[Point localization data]
____

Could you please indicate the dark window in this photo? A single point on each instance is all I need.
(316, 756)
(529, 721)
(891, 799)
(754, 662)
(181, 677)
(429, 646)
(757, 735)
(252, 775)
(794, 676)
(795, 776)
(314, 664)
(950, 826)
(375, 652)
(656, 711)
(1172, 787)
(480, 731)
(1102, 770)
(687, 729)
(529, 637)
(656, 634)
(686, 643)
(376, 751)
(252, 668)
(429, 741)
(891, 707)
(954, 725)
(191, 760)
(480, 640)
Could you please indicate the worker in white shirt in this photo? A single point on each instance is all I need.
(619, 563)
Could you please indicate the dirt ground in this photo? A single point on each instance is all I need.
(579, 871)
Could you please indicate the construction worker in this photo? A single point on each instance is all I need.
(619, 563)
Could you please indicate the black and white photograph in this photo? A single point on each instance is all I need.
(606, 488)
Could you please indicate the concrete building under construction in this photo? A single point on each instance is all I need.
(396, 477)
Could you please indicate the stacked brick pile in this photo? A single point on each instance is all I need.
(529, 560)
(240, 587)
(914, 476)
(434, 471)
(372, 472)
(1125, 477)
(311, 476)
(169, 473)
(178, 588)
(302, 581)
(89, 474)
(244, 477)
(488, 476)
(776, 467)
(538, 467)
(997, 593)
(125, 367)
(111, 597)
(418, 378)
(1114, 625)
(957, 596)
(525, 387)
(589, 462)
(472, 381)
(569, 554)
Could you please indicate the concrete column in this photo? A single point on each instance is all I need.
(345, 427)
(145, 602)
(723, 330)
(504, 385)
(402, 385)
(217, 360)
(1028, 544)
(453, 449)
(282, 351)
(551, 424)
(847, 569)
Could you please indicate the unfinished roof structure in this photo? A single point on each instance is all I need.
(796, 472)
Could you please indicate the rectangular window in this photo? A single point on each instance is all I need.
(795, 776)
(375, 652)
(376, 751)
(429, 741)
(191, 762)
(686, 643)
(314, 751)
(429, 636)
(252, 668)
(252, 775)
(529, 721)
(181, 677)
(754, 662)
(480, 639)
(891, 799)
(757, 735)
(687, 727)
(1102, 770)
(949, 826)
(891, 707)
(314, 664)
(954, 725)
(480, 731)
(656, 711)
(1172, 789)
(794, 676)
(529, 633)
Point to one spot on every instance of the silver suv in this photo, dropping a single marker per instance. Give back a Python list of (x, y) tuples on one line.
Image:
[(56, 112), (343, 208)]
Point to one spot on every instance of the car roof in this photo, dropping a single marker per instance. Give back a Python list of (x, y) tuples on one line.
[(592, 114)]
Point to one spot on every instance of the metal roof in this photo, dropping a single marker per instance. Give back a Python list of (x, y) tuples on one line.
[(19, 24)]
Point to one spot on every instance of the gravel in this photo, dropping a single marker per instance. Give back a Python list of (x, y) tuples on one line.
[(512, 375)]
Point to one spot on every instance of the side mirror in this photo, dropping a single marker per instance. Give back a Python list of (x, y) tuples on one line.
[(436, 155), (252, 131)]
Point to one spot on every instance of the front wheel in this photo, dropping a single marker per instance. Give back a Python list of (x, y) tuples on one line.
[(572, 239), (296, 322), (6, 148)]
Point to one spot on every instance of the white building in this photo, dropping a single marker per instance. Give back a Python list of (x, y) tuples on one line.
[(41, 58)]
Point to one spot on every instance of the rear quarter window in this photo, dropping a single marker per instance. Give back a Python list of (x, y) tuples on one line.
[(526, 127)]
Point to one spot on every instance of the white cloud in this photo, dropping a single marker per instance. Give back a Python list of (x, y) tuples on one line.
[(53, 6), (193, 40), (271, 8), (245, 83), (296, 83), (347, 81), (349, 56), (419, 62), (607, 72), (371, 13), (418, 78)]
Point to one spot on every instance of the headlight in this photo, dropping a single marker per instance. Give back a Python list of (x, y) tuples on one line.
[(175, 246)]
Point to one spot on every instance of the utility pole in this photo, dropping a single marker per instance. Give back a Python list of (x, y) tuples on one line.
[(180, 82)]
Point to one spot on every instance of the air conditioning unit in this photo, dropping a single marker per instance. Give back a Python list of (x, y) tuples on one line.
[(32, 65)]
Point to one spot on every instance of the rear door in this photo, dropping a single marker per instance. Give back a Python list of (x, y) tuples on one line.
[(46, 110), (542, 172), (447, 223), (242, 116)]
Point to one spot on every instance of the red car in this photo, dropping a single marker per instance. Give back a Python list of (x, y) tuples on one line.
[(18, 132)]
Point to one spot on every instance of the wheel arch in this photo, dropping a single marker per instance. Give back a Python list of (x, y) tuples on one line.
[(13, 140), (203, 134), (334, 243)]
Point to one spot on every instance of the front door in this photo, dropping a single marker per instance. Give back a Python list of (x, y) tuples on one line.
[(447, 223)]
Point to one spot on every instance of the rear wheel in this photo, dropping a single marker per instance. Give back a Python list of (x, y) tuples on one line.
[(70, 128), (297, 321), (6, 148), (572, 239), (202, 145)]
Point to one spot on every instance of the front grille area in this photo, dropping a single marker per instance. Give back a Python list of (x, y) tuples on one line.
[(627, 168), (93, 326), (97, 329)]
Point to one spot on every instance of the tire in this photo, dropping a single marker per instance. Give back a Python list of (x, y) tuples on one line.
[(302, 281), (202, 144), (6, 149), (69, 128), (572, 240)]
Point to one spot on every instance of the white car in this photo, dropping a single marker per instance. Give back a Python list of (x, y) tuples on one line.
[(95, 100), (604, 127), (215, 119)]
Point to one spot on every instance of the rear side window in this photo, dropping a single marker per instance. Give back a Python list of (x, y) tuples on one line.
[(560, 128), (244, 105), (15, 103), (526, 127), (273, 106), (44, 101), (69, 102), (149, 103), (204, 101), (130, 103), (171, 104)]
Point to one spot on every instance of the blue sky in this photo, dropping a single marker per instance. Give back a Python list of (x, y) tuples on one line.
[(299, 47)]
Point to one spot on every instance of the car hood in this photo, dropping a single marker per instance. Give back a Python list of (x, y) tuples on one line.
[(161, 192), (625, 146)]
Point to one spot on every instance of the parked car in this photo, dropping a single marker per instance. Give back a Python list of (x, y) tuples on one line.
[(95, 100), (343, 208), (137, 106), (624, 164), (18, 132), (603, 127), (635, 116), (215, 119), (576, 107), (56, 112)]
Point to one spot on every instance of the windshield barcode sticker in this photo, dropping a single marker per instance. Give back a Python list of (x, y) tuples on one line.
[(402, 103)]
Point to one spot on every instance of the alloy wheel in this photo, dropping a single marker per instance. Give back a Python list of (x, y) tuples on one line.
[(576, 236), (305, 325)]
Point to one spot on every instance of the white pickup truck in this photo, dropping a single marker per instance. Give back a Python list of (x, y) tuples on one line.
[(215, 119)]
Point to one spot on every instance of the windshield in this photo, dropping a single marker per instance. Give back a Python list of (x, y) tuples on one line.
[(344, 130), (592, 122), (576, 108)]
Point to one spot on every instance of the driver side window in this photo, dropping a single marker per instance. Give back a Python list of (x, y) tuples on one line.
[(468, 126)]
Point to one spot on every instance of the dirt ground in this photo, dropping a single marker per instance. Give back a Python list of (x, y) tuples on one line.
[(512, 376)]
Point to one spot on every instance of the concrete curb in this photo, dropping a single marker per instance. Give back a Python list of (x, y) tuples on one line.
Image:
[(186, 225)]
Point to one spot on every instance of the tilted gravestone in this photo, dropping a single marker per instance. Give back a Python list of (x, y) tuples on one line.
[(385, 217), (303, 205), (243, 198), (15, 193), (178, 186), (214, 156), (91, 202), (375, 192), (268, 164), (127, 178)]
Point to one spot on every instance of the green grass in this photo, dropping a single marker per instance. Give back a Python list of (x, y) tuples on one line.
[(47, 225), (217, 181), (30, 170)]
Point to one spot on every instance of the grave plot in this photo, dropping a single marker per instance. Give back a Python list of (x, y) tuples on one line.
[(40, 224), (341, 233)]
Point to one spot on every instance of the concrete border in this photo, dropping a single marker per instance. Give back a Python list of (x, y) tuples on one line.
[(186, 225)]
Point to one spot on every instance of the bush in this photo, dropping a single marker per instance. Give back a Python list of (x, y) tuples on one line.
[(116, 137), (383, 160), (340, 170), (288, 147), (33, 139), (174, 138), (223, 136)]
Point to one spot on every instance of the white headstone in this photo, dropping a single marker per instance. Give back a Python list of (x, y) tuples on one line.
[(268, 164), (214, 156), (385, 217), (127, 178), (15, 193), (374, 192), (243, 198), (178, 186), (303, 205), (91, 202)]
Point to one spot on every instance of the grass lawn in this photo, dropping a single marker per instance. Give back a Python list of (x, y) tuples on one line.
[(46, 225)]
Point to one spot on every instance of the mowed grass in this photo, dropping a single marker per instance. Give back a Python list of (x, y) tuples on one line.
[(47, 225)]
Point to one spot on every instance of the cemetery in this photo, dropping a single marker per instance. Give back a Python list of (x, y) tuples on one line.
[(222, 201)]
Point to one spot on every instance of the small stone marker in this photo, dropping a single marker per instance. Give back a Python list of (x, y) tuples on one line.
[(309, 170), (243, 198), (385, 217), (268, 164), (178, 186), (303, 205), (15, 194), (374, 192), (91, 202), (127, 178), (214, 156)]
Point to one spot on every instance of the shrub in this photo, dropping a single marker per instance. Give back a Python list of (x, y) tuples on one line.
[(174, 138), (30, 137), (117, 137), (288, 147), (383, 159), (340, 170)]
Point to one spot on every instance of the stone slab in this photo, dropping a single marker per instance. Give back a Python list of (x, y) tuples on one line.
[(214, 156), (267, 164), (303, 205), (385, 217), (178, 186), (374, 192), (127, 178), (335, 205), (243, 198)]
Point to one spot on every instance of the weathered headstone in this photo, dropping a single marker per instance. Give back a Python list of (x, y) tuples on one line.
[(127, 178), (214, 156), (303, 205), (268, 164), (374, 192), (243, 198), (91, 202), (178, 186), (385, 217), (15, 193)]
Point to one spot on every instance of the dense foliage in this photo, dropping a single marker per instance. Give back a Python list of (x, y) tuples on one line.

____

> Exercise description:
Each line from the one holding "Point to one spot on every instance of the mowed" to the end of the entries is to be written out exactly. Skip every line before it.

> Expected answer:
Point to one spot on every instance of the mowed grass in this photo, dropping a single marker per instance. Give back a Python list of (x, y) tuples on one line.
[(47, 225)]
Point to one spot on every instance of the cemetery in this photo, dropping a single marker per instance. Give back a Python list of (x, y) tuples on one line.
[(222, 201)]
Point to one spot on every instance of the small stone marker in this photo, dropping a single marker per instance. Give back a Python list of (x, y) tuples on one line.
[(309, 170), (243, 198), (385, 217), (268, 164), (178, 186), (303, 205), (15, 194), (374, 192), (91, 202), (127, 178), (214, 156)]
Point to one spot on every instance of the shrub in this photo, dropping a single marker per instance. Give back a Python list of (x, y) tuples on one line.
[(174, 138), (30, 137), (117, 137), (288, 147), (383, 159), (340, 170)]
Point to one spot on every instance of the stone slab in this photo, dropping a single marker per instance. Give back a Python list of (x, y) tuples on one line.
[(214, 156), (267, 164), (303, 205), (385, 217), (178, 186), (374, 192), (127, 178), (335, 205), (243, 198)]
Point to one spot on every instance of the weathered headstone in this photo, dropping a single marker per instance. Give back a Python list of (x, y) tuples on one line.
[(127, 178), (214, 156), (303, 205), (268, 164), (374, 192), (243, 198), (91, 202), (178, 186), (385, 217), (15, 193)]
Point to one spot on every instance of the dense foliage in this photo, dropping a single marker per instance. Give back a Python list of (x, y) tuples on one line.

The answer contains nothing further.